[Your instructions]: Exclude the pictures and reproduce the remaining data exactly as written.

[Text-to-region grounding data]

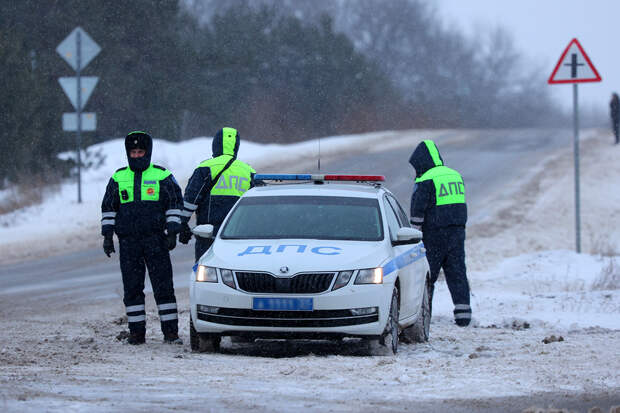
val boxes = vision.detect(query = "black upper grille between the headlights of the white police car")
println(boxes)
[235,271,334,294]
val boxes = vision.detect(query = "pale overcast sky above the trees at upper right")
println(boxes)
[436,0,620,110]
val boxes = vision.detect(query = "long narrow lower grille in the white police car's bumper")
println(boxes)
[198,308,379,327]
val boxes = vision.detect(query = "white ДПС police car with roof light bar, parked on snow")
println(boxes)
[190,174,430,354]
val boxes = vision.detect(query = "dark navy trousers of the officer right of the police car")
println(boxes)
[424,226,471,324]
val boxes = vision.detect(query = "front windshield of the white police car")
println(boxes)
[221,196,383,241]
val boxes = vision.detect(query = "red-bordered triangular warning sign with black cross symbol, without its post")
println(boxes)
[548,39,602,83]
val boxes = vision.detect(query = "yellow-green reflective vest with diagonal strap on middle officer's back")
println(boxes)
[198,155,256,196]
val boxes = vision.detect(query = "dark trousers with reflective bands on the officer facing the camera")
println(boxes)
[119,233,178,336]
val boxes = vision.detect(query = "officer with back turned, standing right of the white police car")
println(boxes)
[409,140,471,327]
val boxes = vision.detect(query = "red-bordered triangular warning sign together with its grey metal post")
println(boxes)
[548,39,602,253]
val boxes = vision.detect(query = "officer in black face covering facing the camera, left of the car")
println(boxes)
[101,131,183,344]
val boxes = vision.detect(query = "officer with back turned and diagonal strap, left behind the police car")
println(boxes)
[179,128,256,262]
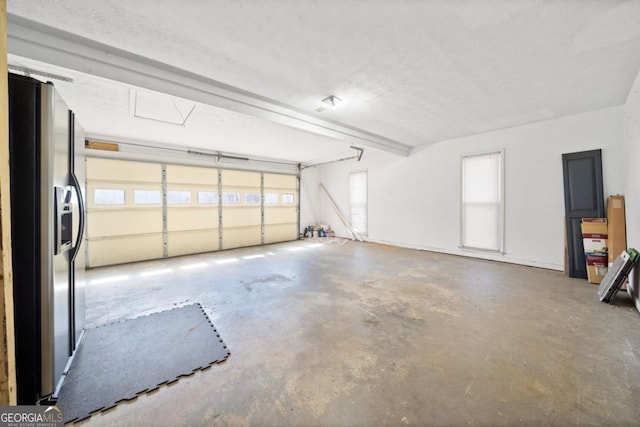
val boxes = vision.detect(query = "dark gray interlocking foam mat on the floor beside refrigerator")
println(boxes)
[57,304,230,423]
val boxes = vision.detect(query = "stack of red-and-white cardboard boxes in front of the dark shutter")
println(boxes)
[581,218,609,283]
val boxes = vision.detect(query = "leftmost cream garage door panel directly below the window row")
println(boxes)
[87,210,162,238]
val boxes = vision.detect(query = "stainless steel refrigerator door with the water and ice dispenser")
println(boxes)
[40,84,73,396]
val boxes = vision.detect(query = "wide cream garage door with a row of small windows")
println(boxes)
[87,158,299,267]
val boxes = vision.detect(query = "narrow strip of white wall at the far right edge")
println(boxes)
[624,70,640,310]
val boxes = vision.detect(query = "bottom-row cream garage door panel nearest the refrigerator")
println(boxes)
[89,234,162,267]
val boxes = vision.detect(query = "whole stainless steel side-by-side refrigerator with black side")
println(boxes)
[9,74,85,404]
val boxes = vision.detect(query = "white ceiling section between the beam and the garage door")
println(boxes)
[8,55,354,163]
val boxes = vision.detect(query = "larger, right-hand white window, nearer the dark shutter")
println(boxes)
[461,150,504,252]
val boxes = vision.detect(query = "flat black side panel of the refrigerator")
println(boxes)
[9,74,42,405]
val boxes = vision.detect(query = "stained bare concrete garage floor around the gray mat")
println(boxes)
[80,239,640,426]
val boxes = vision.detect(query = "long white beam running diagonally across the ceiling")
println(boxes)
[7,14,412,156]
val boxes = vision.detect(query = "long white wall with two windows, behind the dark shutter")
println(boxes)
[303,107,624,270]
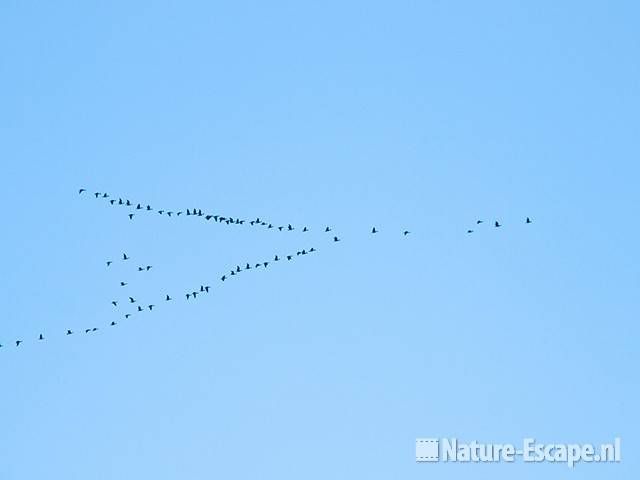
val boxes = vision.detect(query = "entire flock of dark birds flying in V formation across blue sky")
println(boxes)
[0,188,532,348]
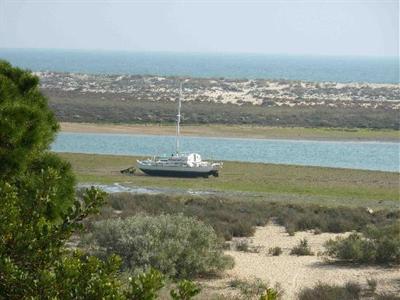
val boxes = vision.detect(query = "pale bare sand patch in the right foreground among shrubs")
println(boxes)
[205,224,400,299]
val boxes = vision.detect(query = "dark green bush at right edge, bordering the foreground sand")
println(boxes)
[325,223,400,264]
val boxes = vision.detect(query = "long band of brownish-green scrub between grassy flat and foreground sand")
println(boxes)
[95,193,400,240]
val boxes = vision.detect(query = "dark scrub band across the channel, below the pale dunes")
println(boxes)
[45,90,399,130]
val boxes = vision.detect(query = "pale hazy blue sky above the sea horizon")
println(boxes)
[0,0,399,56]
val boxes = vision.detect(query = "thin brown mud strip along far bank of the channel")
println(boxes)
[60,122,400,142]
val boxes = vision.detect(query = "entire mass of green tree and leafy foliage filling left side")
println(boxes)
[0,61,202,300]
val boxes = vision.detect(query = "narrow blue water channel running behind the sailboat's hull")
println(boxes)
[52,133,400,172]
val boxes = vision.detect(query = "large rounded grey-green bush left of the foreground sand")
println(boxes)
[89,215,228,278]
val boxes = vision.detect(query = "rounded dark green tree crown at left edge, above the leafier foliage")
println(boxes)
[0,61,58,178]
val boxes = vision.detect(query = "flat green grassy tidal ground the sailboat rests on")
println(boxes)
[60,153,399,206]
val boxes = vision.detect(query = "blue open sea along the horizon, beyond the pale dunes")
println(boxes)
[0,49,399,83]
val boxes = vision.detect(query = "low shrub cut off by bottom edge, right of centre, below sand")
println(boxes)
[299,283,361,300]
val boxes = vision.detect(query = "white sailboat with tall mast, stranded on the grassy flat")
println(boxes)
[137,82,223,178]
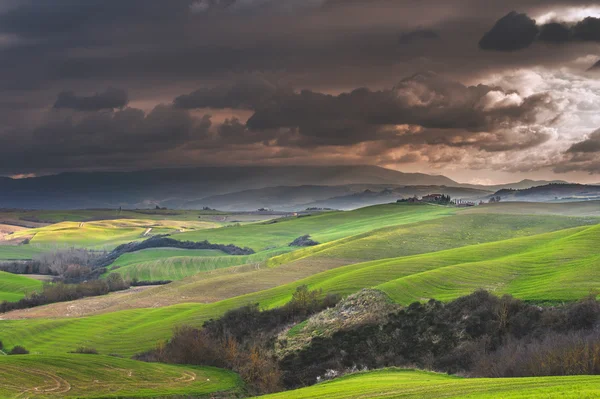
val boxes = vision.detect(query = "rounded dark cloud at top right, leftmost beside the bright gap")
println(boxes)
[479,11,539,51]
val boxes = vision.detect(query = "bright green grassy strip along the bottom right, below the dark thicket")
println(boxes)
[261,369,600,399]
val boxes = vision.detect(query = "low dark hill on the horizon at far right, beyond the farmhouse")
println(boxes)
[494,183,600,202]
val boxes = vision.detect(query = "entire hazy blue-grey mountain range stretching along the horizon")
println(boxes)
[0,165,592,211]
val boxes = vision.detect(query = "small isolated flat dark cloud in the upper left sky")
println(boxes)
[54,89,129,111]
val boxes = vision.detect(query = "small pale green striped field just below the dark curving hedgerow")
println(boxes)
[110,248,291,281]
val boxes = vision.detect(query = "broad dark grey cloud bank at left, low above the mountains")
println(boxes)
[0,105,211,170]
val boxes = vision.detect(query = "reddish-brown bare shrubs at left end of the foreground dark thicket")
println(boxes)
[137,286,339,394]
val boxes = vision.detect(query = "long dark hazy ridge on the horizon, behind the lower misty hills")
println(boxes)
[0,165,458,209]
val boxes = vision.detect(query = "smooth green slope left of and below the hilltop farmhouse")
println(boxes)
[173,204,456,251]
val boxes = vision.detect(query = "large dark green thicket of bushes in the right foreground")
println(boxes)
[279,291,600,387]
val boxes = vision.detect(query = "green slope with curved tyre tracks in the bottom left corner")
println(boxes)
[0,355,241,398]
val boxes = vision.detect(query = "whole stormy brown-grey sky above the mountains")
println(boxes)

[Answer for this exercise]:
val boxes = vision.detect(query = "black upper grille between the headlights of the white police car")
println(boxes)
[235,271,334,294]
val boxes = vision.detect(query = "pale overcast sky above the trees at upper right")
println(boxes)
[436,0,620,110]
val boxes = vision.detect(query = "long narrow lower grille in the white police car's bumper")
println(boxes)
[198,308,379,327]
val boxes = vision.detect(query = "white ДПС police car with roof light bar, parked on snow")
println(boxes)
[190,174,430,354]
val boxes = vision.detect(query = "dark navy trousers of the officer right of the police car")
println(boxes)
[424,226,471,324]
val boxes = vision.detect(query = "front windshield of the white police car")
println(boxes)
[221,196,383,241]
val boxes = vision.detect(query = "red-bordered triangular warning sign with black cross symbol, without its post")
println(boxes)
[548,39,602,83]
val boxes = vision.detect(query = "yellow-green reflective vest with diagonal strap on middle officer's back")
println(boxes)
[198,155,256,196]
val boxes = vision.detect(query = "dark trousers with reflective bands on the officer facing the camera")
println(boxes)
[119,233,178,336]
val boxes = vision.detect(query = "officer with back turned, standing right of the white police car")
println(boxes)
[409,140,471,327]
val boxes = vision.detect(query = "red-bordered triangular warning sign together with its grey metal post")
println(boxes)
[548,39,602,253]
val boxes = vision.detect(query = "officer in black face covering facing the camera, left of the car")
println(boxes)
[101,131,183,344]
val boxes = vision.detect(query = "officer with back turned and diagonal strap, left behind the police car")
println(boxes)
[179,128,256,262]
val boxes = vision.detect(query = "dark gray interlocking foam mat on the floor beside refrigerator")
println(boxes)
[57,304,230,423]
val boxes = vision.detect(query = "stack of red-and-white cardboard boxes in front of the dark shutter")
println(boxes)
[581,218,609,283]
val boxes = vision.detect(query = "leftmost cream garage door panel directly below the window row")
println(boxes)
[87,210,162,238]
val boxes = vision.detect(query = "stainless steel refrigerator door with the water and ice dispenser")
println(boxes)
[40,84,73,396]
val boxes = vision.detect(query = "wide cream garage door with a row of small windows")
println(boxes)
[87,158,299,267]
val boxes = vision.detect(query = "narrow strip of white wall at the far right edge")
println(boxes)
[624,70,640,310]
val boxes = vision.detect(query = "bottom-row cream garage door panel nearest the refrigerator")
println(boxes)
[89,234,162,267]
val boxes = vision.detect(query = "whole stainless steel side-by-side refrigerator with black side")
println(boxes)
[9,74,85,404]
val boxes = vision.detect(query = "white ceiling section between the beam and the garage door")
println(boxes)
[8,55,354,163]
val boxes = vision.detect(query = "larger, right-hand white window, nearer the dark shutter")
println(boxes)
[461,150,504,252]
val boxes = vision.detect(query = "flat black side panel of the refrigerator")
println(boxes)
[9,74,42,405]
val boxes = vision.detect(query = "stained bare concrete garage floor around the gray mat")
println(boxes)
[80,239,640,426]
val boxes = vision.detect(query = "long white beam running diagonally across the ceiling")
println(boxes)
[7,14,412,156]
val boxes = vision.detect(query = "long white wall with two windows, behind the dark shutter")
println(boxes)
[303,107,624,270]
val boxes = vision.detect(query = "entire flock of dark birds flying in V formation across blue sky")
println(boxes)
[0,188,532,348]
val boxes = vision.detect(query = "pale bare sand patch in the right foreground among shrubs")
println(boxes)
[205,224,400,299]
val boxes = vision.detect(query = "dark green bush at right edge, bordering the foreground sand")
println(boxes)
[325,223,400,264]
val boxes = vision.detect(query = "long band of brownish-green scrub between grassy flat and foreground sand")
println(boxes)
[95,193,400,240]
val boxes = vision.detect(query = "dark scrub band across the channel, below the pale dunes")
println(boxes)
[45,90,399,130]
val boxes = vision.detect(query = "pale hazy blue sky above the sea horizon")
println(boxes)
[0,0,399,56]
val boxes = vision.detect(query = "thin brown mud strip along far bank of the channel")
println(boxes)
[60,122,400,142]
val boxes = vision.detect(query = "entire mass of green tree and leafy foliage filling left side")
println(boxes)
[0,61,202,300]
val boxes = vision.detect(query = "narrow blue water channel running behind the sailboat's hull")
println(boxes)
[52,133,400,172]
val boxes = vision.detect(query = "large rounded grey-green bush left of the foreground sand")
println(boxes)
[89,215,228,278]
val boxes = vision.detect(query = "rounded dark green tree crown at left edge, above the leafier foliage")
println(boxes)
[0,61,58,178]
val boxes = vision.detect(query = "flat green grassy tidal ground the sailboat rests on")
println(boxes)
[60,153,399,206]
val boxes = vision.detect(query = "blue open sea along the horizon, beyond the pale dunes")
println(boxes)
[0,49,399,83]
val boxes = vision.detect(query = "low shrub cut off by bottom edge, right of centre, below sand")
println(boxes)
[299,283,361,300]
val boxes = vision.detect(query = "white sailboat with tall mast, stranded on the grassy flat")
println(boxes)
[137,82,223,178]
val boxes = vision.detect(query = "rounded dark cloud at top right, leftmost beside the bright gap")
println(boxes)
[479,11,539,51]
val boxes = vision.detect(query = "bright green grassy strip along the bottom right, below the dark thicket")
println(boxes)
[261,369,600,399]
val boxes = vision.detect(query = "low dark hill on the horizon at far right, beyond the farmhouse")
println(boxes)
[494,183,600,202]
val boxes = vision.detect(query = "entire hazy blue-grey mountain range stretching along the horizon")
println(boxes)
[0,165,592,211]
val boxes = vision.detect(query = "small isolated flat dark cloud in the upper left sky")
println(boxes)
[54,89,129,111]
val boxes = vision.detect(query = "small pale green striped field just below the dark curving hedgerow")
println(boxes)
[110,248,291,281]
val boxes = vision.detect(query = "broad dark grey cloud bank at left, low above the mountains")
println(boxes)
[0,105,211,170]
val boxes = vision.detect(query = "reddish-brown bare shrubs at left end of the foreground dark thicket")
println(boxes)
[137,286,339,394]
val boxes = vision.detect(query = "long dark hazy ridge on the horizon, behind the lower misty hills")
println(boxes)
[0,165,458,209]
val boxes = vision.detect(query = "smooth green slope left of and below the hilltop farmhouse")
println(boxes)
[173,204,456,251]
val boxes = vision.detect(query = "large dark green thicket of bushes in the right foreground")
println(boxes)
[279,291,600,387]
val boxes = vision.detect(query = "green slope with curved tyre tracks in the bottom left corner")
println(boxes)
[0,355,241,398]
val boxes = vision.detect(query = "whole stormy brown-grey sky above the mountains")
println(boxes)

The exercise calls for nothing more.